PROBLEM DETAILS
Beginning at the line with "Can you see the blue sky?", please repeat each line exactly through the end of the records below, including that first line and the last, but no pictures.

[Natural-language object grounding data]
*** Begin section ***

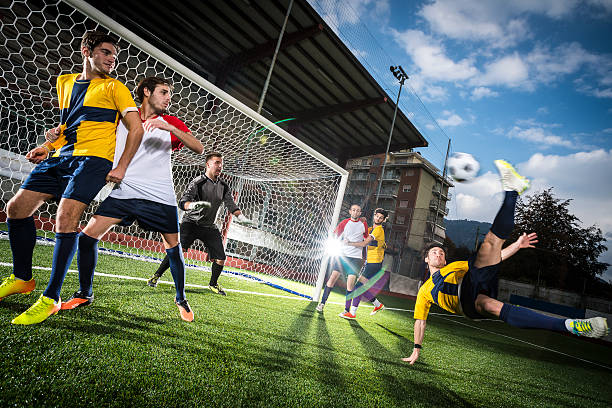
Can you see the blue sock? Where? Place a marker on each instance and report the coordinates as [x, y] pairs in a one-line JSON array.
[[177, 269], [349, 299], [65, 247], [528, 319], [504, 220], [326, 292], [87, 259], [22, 236]]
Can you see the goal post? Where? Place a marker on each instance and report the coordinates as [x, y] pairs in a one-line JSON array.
[[292, 192]]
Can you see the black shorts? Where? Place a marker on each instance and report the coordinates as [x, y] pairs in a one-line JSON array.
[[347, 266], [371, 269], [475, 282], [151, 216], [76, 177], [210, 236]]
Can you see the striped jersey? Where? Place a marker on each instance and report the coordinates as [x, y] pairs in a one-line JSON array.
[[376, 248], [442, 288], [89, 113]]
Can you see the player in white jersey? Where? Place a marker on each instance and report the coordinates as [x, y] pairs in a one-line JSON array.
[[350, 261], [146, 193]]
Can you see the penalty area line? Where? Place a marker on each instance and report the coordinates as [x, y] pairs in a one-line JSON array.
[[190, 285]]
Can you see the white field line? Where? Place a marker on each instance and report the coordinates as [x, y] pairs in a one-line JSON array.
[[452, 318]]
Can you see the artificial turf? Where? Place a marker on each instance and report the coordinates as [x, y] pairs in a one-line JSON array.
[[131, 349]]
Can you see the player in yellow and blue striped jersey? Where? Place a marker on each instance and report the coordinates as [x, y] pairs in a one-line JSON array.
[[470, 287]]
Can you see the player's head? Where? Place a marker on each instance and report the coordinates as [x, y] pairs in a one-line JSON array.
[[435, 255], [355, 211], [380, 215], [214, 164], [155, 92], [99, 51]]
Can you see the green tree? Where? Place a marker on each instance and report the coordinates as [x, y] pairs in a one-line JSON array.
[[566, 255]]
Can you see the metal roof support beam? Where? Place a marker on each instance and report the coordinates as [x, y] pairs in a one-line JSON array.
[[333, 110]]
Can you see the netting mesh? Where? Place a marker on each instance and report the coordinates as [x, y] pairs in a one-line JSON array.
[[289, 193]]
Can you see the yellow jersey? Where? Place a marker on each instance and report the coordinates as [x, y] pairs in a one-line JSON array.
[[376, 252], [89, 114], [442, 288]]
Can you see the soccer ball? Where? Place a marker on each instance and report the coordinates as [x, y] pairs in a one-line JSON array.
[[463, 167]]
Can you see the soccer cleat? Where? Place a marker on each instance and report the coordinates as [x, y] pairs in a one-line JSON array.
[[377, 309], [217, 289], [511, 180], [39, 311], [594, 327], [347, 315], [153, 281], [184, 310], [12, 285], [77, 300]]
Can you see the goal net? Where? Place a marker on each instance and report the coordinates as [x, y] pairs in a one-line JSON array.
[[290, 191]]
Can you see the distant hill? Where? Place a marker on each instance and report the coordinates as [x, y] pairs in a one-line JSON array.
[[463, 232]]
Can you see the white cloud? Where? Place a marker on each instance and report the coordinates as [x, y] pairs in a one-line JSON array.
[[510, 71], [482, 92], [431, 59], [500, 23], [583, 177], [452, 119], [540, 136]]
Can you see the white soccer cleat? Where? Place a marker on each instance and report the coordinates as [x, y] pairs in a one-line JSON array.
[[594, 327], [511, 180]]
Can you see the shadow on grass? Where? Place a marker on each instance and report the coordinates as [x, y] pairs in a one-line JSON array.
[[397, 389]]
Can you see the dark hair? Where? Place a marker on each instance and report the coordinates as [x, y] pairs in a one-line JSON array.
[[92, 39], [431, 246], [150, 83], [382, 211], [211, 155]]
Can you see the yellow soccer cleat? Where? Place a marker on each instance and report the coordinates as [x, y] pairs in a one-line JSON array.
[[39, 311], [12, 285]]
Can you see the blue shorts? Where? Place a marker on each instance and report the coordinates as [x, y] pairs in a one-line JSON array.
[[76, 177], [371, 269], [475, 282], [347, 266], [151, 216]]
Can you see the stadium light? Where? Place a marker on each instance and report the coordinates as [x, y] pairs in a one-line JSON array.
[[398, 72]]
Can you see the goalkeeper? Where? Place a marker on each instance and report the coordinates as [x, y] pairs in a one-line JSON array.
[[201, 201]]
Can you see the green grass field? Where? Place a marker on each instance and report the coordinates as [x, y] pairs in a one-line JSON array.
[[130, 348]]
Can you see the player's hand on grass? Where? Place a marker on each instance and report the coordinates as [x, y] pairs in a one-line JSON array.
[[37, 154], [52, 135], [116, 175], [527, 241], [245, 221], [198, 205], [413, 357]]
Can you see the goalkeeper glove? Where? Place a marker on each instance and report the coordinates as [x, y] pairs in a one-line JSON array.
[[198, 205], [245, 221]]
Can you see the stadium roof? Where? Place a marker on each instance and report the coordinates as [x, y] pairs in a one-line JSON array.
[[339, 109]]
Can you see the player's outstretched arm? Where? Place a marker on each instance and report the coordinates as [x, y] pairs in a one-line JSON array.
[[132, 122], [419, 334], [188, 139], [523, 241]]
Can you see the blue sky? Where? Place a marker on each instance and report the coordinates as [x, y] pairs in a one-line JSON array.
[[527, 81]]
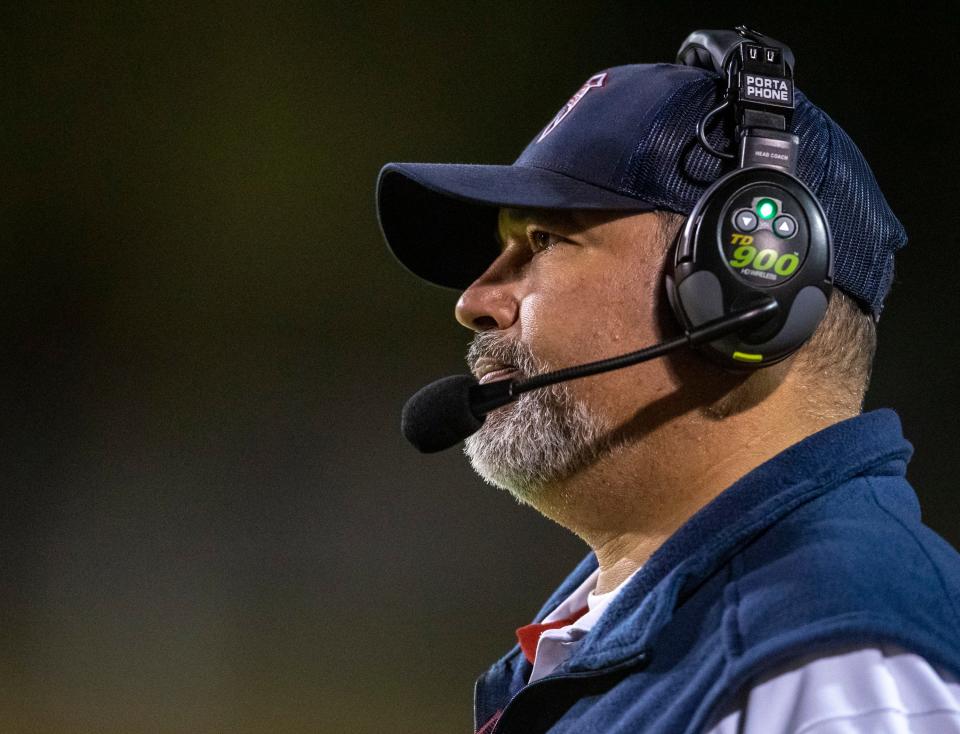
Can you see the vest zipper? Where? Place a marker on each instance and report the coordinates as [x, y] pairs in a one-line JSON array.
[[641, 659]]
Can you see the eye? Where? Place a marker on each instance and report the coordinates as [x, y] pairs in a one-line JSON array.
[[541, 240]]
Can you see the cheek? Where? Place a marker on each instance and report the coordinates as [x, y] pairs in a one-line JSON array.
[[575, 317]]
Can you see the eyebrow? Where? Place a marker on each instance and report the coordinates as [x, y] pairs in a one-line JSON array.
[[563, 219]]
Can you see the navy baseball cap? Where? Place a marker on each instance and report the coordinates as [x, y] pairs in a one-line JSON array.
[[627, 141]]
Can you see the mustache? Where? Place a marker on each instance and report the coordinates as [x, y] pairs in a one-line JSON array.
[[495, 346]]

*** End section ***

FINISHED EXERCISE
Can you see the blue sky? Where? Place a marker on each instance and report the coordinates as [x, y] pairs in a one-line JSON array.
[[527, 81]]
Can you see the vest zipper? Where? Place a marker on each instance and report the coordinates as [x, y] pairs in a one-line JSON array.
[[641, 659]]
Can you see the eye? Where? Place a marker on each instance and report the coordinates as [x, y] pairs in a one-line JSON array.
[[541, 240]]
Can you see the cheek? Where? Place a marker on each instance and report the coordinates as [x, y] pairs in a one-line JSON array.
[[575, 317]]
Can you see the eyebrow? Where? Place a marker on each instance and report the coordinates as [x, y] pairs in a one-line JSON array.
[[563, 219]]
Can you see the navy baseball cap? Where? Place a marker on each instance and report the coordinates as [x, y] pairs in a one-line JSON array.
[[627, 141]]
Can you see the mustache? Where? Place a marker on each instance and report the coordinates as [x, y] pairs in a one-line JSON array.
[[495, 346]]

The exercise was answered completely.